GOP derails student-loan debate
Staff/wire reports
WASHINGTON
Senate Republicans derailed a Democratic bill Tuesday that would keep interest rates on federal college loans from doubling July 1 in an election-year battle aimed at the hearts — and votes — of millions of students and their parents.
Republicans said they favor preventing the interest-rate increase but blocked the Senate from debating the $6 billion measure because they oppose how Democrats would pay for it: boosting Social Security and Medicare payroll taxes on high-earning stockholders of some privately owned corporations.
GOP senators want a vote on their own version heading off the interest-rate increases and paid for by eliminating a preventive- health fund created by President Barack Obama’s 2010 health-care overhaul. That financing idea has no chance of passing the Democratic-run Senate and has drawn a veto threat from the White House.
Tuesday’s vote was 52-45 in favor of starting debate on the Democratic legislation — eight votes shy of the 60 needed. Senate Majority Leader Harry Reid, D-Nev., was the only one to defect his party’s position, a procedural move that will allow him to have the vote again should the two sides work out a deal later.
The vote was largely symbolic because the Democratic bill had no chance of approval by the GOP-led House.
The measure would extend today’s 3.4 percent interest rate on subsidized Stafford loans for another year. Those rates would grow to 6.8 percent without congressional action, thanks to a 2007 law that gradually lowered those rates but expires July 1.
During a stop at the State University of New York in Albany, Obama tried raising pressure on lawmakers to act.
“Before they do anything else, Congress needs to keep student-loan rates from doubling for students who are here and all across the country,” he said. He added, “Don’t let politics get in the way. Get this done before July 1.”

Excerpted data:
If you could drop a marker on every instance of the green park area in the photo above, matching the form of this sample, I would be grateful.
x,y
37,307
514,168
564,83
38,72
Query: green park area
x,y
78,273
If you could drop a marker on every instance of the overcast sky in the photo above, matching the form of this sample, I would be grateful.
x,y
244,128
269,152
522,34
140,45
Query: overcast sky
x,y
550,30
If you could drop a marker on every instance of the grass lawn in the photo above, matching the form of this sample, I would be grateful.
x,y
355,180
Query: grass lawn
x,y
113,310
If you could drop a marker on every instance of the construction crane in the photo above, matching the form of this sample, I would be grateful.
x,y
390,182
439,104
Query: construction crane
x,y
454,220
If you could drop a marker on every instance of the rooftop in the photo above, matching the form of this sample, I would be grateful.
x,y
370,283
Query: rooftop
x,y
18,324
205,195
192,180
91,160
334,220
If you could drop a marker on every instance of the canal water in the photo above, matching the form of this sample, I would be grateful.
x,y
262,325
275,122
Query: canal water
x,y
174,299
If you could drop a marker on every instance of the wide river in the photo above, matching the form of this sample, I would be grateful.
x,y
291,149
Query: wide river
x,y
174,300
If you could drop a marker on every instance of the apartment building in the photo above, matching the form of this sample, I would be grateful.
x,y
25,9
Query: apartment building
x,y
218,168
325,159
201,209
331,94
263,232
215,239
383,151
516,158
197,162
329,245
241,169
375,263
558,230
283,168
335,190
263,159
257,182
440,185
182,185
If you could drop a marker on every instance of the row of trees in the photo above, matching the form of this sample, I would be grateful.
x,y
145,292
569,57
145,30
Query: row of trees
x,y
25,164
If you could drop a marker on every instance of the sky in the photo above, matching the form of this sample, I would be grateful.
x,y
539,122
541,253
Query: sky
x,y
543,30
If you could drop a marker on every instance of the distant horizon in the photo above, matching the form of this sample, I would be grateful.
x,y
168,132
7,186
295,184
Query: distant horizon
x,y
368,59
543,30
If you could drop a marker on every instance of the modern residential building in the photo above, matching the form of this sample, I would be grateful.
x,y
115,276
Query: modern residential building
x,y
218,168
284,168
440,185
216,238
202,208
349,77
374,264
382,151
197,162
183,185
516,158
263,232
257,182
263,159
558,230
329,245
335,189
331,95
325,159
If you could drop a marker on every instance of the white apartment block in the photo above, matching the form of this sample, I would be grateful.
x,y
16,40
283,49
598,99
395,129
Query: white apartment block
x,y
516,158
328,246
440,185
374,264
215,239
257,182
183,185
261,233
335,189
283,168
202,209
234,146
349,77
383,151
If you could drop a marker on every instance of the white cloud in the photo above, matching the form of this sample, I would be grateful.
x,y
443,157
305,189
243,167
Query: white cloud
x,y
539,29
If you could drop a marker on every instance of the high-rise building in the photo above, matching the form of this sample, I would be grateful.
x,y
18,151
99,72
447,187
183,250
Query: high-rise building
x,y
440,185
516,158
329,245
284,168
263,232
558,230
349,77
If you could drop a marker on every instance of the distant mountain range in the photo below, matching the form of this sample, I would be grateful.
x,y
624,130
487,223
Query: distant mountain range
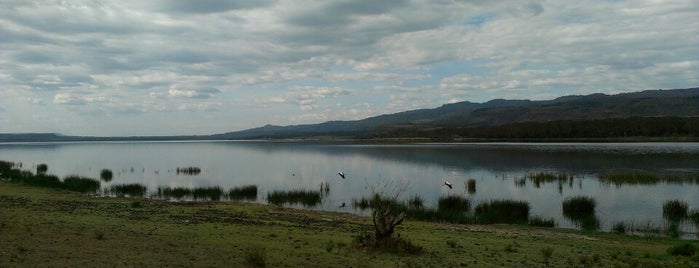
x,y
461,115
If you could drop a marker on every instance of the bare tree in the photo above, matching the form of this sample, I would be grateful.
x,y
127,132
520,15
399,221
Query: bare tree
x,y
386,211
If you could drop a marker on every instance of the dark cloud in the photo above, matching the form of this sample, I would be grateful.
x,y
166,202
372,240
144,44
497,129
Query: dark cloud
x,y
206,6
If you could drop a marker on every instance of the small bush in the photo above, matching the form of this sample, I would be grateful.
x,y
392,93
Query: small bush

==

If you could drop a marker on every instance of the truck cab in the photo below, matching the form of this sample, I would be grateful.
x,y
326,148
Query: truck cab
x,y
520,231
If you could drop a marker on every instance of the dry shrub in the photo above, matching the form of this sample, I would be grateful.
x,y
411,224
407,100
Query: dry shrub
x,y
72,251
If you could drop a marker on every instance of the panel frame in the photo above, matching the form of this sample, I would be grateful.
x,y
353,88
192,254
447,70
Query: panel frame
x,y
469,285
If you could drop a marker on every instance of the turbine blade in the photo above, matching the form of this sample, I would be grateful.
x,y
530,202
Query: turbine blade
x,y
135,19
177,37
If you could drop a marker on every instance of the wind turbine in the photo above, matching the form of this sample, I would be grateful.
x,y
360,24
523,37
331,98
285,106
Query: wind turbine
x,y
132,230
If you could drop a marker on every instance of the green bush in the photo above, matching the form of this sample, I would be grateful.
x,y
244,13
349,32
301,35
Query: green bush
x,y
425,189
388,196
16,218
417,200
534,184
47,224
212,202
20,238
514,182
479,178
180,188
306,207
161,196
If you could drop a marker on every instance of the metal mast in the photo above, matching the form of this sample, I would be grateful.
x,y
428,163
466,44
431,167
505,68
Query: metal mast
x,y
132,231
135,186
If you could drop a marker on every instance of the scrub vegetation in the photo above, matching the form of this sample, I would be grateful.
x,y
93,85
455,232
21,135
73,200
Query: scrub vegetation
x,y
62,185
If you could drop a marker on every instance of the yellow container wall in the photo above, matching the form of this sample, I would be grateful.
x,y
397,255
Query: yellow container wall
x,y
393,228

Study questions:
1. Print the portion of the student-loan article starting with "The measure would" and going on through "expires July 1.", with the wording unchanged.
2. In the student-loan article, what interest rate on subsidized Stafford loans would the Democratic measure extend for another year?
3. List every dollar amount and percentage figure in the student-loan article.

Answers:
1.
The measure would extend today’s 3.4 percent interest rate on subsidized Stafford loans for another year. Those rates would grow to 6.8 percent without congressional action, thanks to a 2007 law that gradually lowered those rates but expires July 1.

2. 3.4 percent

3.
$6 billion
3.4 percent
6.8 percent